### What you need to do
Repeat the material exactly, every line of it.

Stored items from a collection:
══════════════════════════════

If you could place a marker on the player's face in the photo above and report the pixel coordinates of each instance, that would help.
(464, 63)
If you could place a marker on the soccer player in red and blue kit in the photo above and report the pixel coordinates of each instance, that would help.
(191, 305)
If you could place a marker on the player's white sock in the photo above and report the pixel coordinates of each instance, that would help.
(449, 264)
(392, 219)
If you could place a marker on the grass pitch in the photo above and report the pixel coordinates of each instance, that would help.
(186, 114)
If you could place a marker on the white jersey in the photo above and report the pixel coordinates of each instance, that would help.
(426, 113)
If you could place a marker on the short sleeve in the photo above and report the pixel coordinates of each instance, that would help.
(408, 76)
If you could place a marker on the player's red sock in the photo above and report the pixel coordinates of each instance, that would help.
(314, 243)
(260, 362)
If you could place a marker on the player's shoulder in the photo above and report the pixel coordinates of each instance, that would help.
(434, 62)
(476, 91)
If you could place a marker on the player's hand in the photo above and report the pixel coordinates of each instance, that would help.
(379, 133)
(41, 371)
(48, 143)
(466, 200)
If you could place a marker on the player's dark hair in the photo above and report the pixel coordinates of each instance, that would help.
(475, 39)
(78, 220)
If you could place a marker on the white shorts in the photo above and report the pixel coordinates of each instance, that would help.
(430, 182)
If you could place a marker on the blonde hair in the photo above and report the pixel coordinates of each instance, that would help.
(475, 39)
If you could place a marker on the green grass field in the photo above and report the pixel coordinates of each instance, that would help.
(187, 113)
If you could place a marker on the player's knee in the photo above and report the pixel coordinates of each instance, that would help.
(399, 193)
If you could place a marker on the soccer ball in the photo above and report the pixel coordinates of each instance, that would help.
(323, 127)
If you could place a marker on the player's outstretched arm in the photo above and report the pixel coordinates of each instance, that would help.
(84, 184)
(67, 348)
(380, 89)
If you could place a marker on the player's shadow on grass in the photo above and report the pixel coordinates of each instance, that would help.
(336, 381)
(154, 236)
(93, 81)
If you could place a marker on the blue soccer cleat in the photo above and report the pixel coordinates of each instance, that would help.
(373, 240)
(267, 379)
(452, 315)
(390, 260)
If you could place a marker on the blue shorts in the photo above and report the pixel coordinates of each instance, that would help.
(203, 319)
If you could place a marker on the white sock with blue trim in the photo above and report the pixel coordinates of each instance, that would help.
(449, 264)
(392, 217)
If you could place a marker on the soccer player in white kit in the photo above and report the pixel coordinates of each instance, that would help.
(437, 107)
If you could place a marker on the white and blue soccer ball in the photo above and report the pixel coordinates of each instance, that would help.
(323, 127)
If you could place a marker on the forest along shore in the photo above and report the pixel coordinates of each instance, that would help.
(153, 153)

══════════════════════════════

### Exercise answer
If you could place a marker on the player's face in the photo above and report the pixel coordinates of each instance, that would help.
(464, 63)
If you could place a marker on the soccer player in red and blue kit in the photo above and report the pixel coordinates of each instance, that would help.
(191, 305)
If you could place a marker on the player's white sock in the photo above and report the pixel coordinates of each instance, that would help.
(449, 264)
(392, 219)
If you could place a marker on the grass pitch in the photo above and report the pixel coordinates of each instance, that would help.
(186, 114)
If you could place a marker on the white jersey in the photo above and report the pixel coordinates of each instance, that would help.
(426, 113)
If you could place a marker on the short sleeve in the photo above and report the pixel coordinates of each instance, that would help.
(408, 76)
If you could place a marker on the player's red sock in the photo above and report the pixel coordinates of each instance, that would help.
(314, 243)
(260, 362)
If you could place a marker on the player's shoulder in the photo above and report the pixel coordinates of each instance, that would help.
(434, 62)
(476, 91)
If you could place a marker on the player's hand in the photo above and report the pixel coordinates of each instance, that would help.
(379, 133)
(41, 371)
(48, 143)
(466, 200)
If you could place a marker on the player's dark hair in the photo above and report the pixel coordinates of each instance, that would help.
(475, 39)
(78, 220)
If you could place a marker on the white shorts in the photo above and report the pixel coordinates of each instance, that would help.
(430, 182)
If you could place a marker on the blonde hair in the photo above and report the pixel coordinates of each instance, that would help.
(475, 39)
If you could place a marker on the green grass field in the photo above and report the pixel coordinates of each instance, that would help.
(187, 113)
If you could place a marker on the player's knee in the photo above and report the pixel coordinates of each instance, that would help.
(399, 193)
If you could place a marker on the soccer ball in the photo above and report the pixel coordinates of each instance, that would help.
(323, 127)
If you could place a marker on the player's outstretched arm in the photo above and report the pixel coordinates of each instance, that would help.
(84, 184)
(67, 348)
(380, 89)
If you could place a marker on the player's shadow on grass in the photo above and report the pixel coordinates of each instance, that would help.
(336, 381)
(154, 236)
(93, 81)
If you could place a marker on the blue soccer cleat in the photo above and report the pixel coordinates of each instance, that would help.
(373, 240)
(267, 379)
(452, 315)
(390, 260)
If you could place a marker on the blue shorts in the photo above and report the pixel coordinates of each instance, that would help.
(203, 319)
If you could place a marker on the white sock with blue trim in the photo above and report the pixel coordinates of each instance, that would help.
(449, 264)
(392, 217)
If you could place a marker on the soccer player in white kit in the photo above and report the pixel coordinates of each instance, that would help.
(437, 107)
If you could place a marker on the white and blue soccer ball in the photo above and report the pixel coordinates of each instance, that would help.
(323, 127)
If you could place a marker on the forest along shore in the photo above and report the pixel coordinates of each instance, that would help.
(153, 153)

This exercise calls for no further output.